> **TASK DIRECTIONS**:
Render the lines starting at the one that contains "of the upper" and ending at the one that contains "<point>461,124</point>" as a JSON list of strings, one string per line, with blank lines omitted.

> **DATA FOR THIS TASK**:
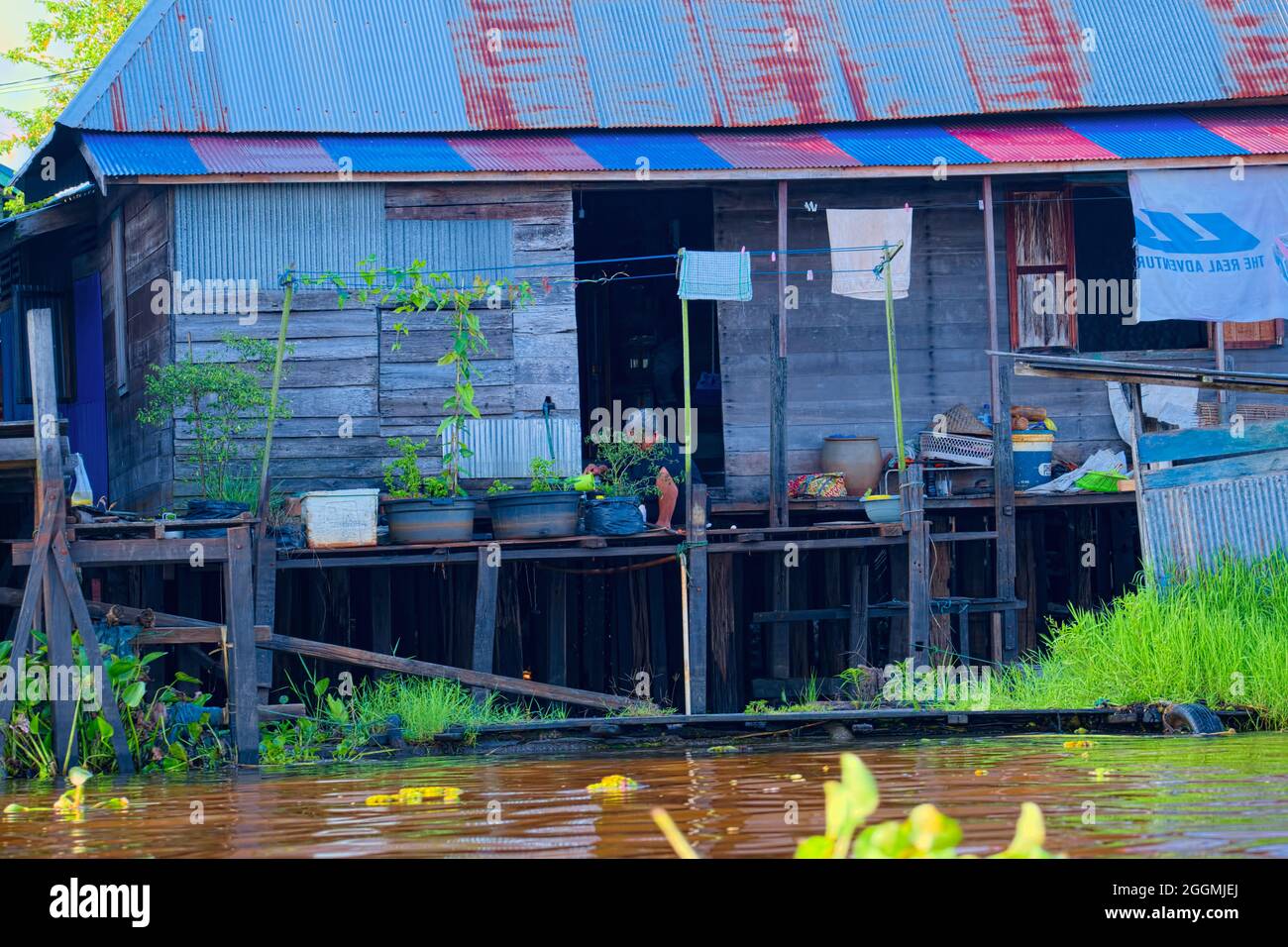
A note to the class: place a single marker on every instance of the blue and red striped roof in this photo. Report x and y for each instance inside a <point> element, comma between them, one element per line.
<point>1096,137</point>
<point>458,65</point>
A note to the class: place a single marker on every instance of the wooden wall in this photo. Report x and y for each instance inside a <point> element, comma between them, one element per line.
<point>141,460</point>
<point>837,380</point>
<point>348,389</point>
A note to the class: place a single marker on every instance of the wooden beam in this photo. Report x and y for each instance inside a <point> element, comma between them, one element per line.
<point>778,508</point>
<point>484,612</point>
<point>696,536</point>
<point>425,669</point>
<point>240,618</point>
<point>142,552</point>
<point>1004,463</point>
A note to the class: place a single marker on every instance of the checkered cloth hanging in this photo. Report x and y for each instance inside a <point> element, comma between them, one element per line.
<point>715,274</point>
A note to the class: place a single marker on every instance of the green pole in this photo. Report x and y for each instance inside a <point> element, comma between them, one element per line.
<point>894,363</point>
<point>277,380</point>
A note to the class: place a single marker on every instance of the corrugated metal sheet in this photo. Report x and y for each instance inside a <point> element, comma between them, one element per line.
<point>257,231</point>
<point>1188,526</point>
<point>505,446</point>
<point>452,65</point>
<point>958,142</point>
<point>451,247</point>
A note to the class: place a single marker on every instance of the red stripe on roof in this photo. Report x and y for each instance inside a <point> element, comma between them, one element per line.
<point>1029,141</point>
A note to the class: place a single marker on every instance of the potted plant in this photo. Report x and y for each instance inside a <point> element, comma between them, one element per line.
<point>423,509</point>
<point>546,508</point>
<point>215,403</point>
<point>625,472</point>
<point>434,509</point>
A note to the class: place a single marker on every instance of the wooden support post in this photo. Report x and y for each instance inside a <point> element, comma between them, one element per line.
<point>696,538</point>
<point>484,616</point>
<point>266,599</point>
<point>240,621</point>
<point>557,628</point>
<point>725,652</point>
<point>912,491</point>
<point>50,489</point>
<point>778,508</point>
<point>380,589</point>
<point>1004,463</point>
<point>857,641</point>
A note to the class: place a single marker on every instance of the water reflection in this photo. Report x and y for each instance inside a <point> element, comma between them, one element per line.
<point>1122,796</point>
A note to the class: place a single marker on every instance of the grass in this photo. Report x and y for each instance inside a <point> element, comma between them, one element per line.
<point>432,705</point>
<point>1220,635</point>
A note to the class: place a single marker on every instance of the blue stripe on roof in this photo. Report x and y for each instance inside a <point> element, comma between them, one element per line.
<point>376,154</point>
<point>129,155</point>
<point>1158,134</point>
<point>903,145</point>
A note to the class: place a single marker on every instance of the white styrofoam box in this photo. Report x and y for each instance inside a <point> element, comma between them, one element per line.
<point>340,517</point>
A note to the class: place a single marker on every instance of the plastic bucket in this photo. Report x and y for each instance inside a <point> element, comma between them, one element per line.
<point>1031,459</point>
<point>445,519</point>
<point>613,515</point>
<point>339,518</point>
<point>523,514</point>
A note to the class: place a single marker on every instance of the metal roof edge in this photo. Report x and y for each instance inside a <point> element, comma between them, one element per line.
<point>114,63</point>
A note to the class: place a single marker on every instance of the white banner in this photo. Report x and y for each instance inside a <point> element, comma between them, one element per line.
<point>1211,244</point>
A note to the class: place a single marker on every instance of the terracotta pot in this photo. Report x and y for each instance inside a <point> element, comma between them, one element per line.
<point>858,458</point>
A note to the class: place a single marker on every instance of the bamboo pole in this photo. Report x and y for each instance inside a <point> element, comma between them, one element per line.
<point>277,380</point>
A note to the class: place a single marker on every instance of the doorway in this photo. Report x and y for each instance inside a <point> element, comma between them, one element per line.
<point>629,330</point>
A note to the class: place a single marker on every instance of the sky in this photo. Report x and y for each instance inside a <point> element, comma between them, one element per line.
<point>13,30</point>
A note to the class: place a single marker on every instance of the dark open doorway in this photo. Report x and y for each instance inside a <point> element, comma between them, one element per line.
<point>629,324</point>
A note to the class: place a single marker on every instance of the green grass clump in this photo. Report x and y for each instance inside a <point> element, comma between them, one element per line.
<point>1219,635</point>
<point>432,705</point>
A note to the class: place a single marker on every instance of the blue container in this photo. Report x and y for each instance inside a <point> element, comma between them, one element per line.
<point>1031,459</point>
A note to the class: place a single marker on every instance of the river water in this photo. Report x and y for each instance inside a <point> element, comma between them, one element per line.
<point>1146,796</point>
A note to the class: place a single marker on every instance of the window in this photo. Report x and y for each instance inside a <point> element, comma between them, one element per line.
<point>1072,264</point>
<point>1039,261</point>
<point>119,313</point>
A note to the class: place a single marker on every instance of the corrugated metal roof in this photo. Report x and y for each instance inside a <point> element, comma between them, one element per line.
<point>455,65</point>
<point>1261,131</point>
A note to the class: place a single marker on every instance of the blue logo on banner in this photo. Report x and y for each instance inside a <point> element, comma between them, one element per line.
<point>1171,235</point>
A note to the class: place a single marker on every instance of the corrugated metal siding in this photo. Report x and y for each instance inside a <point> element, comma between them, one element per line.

---

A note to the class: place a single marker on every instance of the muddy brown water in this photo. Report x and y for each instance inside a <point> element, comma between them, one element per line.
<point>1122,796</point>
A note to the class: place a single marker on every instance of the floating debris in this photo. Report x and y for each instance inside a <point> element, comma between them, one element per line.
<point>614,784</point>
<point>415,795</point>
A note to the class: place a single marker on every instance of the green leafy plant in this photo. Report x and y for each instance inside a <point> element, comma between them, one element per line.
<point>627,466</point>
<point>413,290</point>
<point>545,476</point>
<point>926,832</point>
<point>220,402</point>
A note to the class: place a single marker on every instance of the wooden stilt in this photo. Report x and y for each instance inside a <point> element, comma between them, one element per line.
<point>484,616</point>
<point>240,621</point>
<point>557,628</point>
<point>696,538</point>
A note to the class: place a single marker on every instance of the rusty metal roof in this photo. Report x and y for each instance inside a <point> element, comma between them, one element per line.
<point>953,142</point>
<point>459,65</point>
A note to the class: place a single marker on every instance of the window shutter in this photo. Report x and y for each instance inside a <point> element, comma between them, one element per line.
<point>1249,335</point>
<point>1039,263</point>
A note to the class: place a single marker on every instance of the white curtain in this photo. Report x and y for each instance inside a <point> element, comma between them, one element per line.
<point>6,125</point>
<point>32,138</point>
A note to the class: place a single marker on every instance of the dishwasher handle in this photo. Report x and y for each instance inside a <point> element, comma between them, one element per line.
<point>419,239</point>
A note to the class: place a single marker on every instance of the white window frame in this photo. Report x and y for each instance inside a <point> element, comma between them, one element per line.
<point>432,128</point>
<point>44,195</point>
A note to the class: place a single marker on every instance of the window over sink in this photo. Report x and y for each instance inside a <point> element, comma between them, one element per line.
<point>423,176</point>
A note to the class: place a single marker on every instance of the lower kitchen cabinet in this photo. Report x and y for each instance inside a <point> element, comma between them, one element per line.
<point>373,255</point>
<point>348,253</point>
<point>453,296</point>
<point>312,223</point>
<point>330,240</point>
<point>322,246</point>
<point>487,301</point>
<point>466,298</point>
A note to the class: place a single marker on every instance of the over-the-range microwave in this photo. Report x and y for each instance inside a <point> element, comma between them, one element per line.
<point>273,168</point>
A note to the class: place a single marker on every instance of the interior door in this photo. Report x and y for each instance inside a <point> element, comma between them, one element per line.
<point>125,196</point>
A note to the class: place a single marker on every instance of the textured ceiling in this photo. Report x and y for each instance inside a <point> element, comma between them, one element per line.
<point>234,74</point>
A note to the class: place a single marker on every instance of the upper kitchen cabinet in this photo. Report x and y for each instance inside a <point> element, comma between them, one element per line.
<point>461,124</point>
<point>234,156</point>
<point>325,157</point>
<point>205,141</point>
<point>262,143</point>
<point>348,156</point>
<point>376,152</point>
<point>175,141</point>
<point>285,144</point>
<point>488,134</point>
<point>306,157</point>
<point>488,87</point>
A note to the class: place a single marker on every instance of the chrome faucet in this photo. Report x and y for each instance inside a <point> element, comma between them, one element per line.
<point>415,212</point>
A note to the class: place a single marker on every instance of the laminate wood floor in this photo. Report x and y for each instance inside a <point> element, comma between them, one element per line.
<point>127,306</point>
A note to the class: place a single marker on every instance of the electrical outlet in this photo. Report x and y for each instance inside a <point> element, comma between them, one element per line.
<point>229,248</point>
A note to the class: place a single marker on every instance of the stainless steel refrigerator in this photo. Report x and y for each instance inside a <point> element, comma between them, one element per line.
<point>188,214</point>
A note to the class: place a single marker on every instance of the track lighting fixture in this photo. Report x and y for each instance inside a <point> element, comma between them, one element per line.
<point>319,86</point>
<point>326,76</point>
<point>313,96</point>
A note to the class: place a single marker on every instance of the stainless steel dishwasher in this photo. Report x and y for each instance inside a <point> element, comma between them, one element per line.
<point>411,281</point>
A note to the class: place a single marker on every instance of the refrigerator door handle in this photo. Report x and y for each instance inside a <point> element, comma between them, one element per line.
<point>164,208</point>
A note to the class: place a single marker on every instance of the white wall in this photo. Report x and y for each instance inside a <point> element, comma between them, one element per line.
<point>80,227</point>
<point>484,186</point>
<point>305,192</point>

...

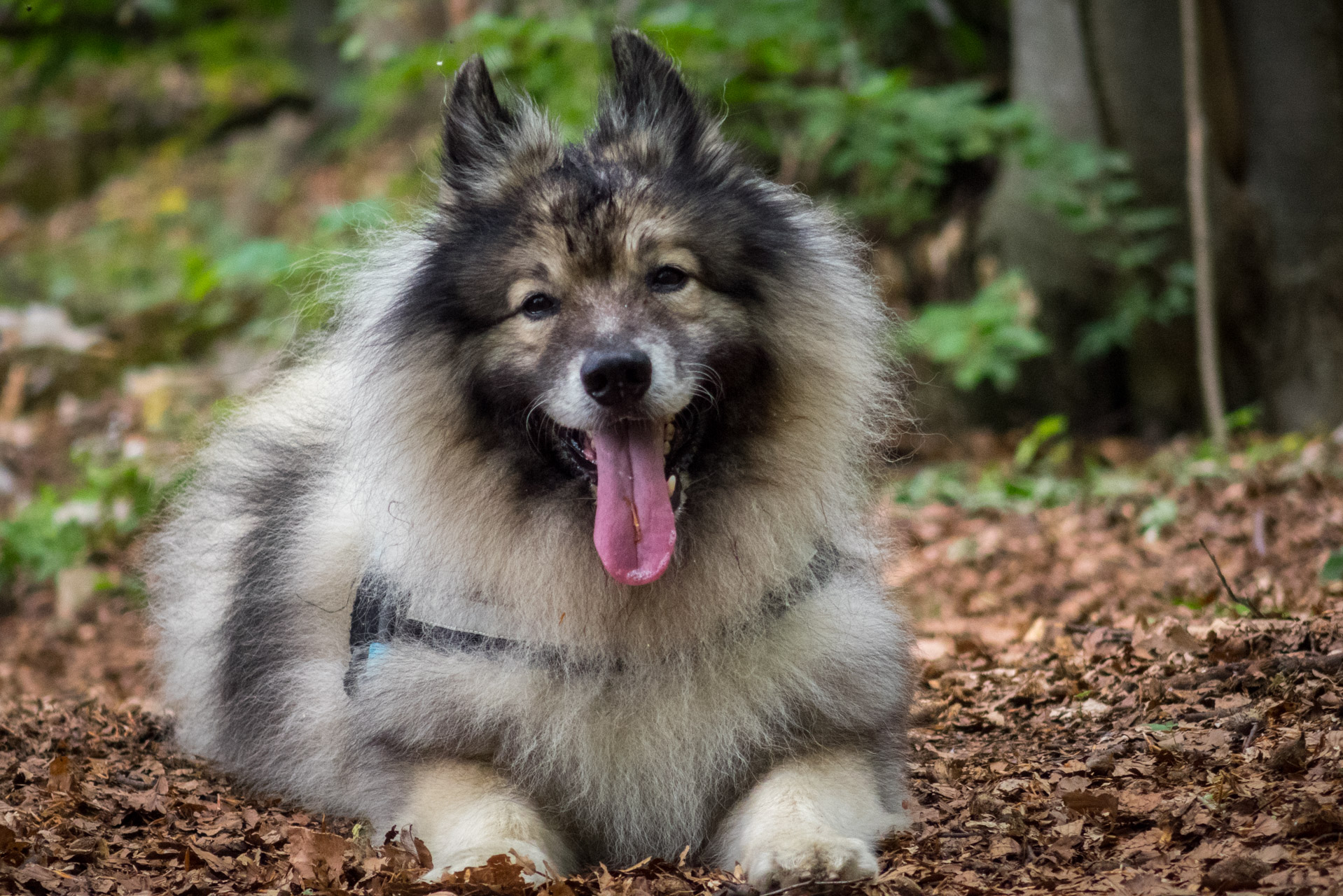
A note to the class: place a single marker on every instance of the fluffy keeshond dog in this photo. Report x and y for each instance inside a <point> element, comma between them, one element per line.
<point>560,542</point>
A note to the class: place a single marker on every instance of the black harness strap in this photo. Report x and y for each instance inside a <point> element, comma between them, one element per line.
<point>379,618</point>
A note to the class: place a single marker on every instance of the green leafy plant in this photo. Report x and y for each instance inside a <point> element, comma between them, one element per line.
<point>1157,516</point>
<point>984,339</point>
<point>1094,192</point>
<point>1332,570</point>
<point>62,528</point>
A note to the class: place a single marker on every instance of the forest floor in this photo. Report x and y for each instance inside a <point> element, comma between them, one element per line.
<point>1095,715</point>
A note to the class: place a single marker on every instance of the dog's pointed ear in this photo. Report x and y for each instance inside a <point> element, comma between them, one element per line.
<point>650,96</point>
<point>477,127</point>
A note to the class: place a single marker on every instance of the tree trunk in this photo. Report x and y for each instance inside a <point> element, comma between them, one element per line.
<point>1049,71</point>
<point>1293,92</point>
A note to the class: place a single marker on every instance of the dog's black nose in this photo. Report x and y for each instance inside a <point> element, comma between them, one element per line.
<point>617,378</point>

> **RESULT**:
[
  "A note to the class: place a single marker on every instance of the upper kitchen cabinet in this photo. Report x and y for each instance inside a <point> element, comma between them, one element per line.",
  "<point>461,124</point>"
]